__WHAT YOU HAVE TO DO__
Everything from the line that contains "Locate the shaded" through the last line of the listing must be copied exactly, with both of those lines included and no others.

(Location annotation dataset excerpts)
•••••
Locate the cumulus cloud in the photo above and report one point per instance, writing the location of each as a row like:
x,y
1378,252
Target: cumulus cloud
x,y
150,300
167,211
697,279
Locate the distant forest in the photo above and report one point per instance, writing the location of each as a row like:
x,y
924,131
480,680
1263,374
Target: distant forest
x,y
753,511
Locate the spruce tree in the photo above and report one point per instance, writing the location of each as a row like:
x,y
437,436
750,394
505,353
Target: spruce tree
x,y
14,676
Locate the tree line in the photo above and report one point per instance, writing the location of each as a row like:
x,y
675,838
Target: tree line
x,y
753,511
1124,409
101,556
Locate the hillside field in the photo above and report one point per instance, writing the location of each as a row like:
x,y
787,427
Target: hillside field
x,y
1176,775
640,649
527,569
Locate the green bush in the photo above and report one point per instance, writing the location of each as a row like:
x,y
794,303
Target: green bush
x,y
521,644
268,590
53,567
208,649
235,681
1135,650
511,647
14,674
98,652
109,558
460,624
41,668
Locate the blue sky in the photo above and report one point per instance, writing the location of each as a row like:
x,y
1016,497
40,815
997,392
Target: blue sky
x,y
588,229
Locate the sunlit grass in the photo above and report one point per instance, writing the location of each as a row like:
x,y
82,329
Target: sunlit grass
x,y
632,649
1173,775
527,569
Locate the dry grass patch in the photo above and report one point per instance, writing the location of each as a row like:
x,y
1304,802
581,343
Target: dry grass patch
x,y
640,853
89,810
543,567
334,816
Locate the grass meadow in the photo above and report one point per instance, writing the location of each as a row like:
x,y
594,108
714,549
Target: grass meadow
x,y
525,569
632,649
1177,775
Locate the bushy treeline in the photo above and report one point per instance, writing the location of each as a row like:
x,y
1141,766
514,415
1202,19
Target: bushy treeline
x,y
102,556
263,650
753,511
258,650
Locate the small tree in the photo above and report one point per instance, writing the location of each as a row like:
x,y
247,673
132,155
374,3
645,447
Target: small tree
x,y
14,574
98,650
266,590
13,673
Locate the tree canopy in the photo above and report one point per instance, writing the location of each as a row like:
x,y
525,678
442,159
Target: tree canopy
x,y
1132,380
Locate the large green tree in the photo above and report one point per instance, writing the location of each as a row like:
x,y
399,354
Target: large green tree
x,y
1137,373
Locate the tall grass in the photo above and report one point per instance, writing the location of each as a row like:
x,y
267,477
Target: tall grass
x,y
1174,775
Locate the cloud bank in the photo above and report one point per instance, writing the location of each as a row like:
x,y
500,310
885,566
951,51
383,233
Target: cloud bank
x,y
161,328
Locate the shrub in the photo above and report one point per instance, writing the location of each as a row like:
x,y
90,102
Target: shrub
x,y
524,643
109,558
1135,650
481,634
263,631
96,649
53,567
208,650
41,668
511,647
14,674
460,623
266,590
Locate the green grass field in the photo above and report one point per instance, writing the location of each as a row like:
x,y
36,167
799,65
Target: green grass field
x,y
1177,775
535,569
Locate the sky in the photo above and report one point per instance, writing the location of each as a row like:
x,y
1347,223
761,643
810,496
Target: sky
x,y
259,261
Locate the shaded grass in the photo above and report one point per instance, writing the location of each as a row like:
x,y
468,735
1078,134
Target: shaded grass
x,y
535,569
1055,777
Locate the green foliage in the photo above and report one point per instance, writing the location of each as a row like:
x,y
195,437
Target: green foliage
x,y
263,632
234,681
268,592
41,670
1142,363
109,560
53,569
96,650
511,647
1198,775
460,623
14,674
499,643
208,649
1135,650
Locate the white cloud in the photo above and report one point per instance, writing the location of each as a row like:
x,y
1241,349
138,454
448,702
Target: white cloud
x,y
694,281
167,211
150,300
•••••
__COMPLETED EXERCISE__
Locate the shaded grass in the photo above and report one point per instance, writing the location of each as a row like:
x,y
468,735
1078,134
Target: shaded grass
x,y
535,569
1055,777
Locate the green foliage in the photo above and report one point per instance, writing the location of each as a row like:
x,y
195,437
Target: green foliage
x,y
263,632
234,681
268,592
41,670
1142,363
109,560
53,569
96,650
511,647
1198,775
460,623
14,674
499,643
208,649
1135,650
Locate the white cloud in the photo above and report one point per instance, writing the location of each as a row like:
x,y
1241,349
138,454
448,702
Target: white cloud
x,y
694,281
167,211
150,300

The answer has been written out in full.